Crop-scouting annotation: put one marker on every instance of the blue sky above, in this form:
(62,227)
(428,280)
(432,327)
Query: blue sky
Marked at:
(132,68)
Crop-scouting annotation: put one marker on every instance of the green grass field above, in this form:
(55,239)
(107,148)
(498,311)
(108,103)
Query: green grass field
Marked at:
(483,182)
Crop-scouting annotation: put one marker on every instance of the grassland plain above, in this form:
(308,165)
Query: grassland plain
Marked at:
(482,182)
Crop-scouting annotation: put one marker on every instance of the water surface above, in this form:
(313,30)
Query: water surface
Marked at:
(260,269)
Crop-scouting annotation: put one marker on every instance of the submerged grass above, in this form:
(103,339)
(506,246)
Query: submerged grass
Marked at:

==*==

Reproduce all of the data above, swapping every "marker" for "point" and keeping everything else unchanged.

● **Complete answer**
Crop-scouting annotation: put one point on every instance of the blue sky above, in this form:
(62,227)
(428,280)
(432,327)
Query: blue sky
Marked at:
(132,68)
Crop-scouting annotation: put one point on every instance of the green grass field above, in this form:
(55,239)
(107,148)
(498,311)
(108,103)
Query: green grass field
Marked at:
(483,182)
Crop-scouting annotation: put one point on every instance of the grassland plain above, in this form:
(308,165)
Query: grassland plain
Marked at:
(482,182)
Crop-scouting annotation: put one point on every instance of the water surface above, in this form:
(313,30)
Query: water surface
Marked at:
(260,269)
Crop-scouting annotation: put one point on every instance of the submerged grass above, in this form:
(103,339)
(506,246)
Query: submerged grass
Marked at:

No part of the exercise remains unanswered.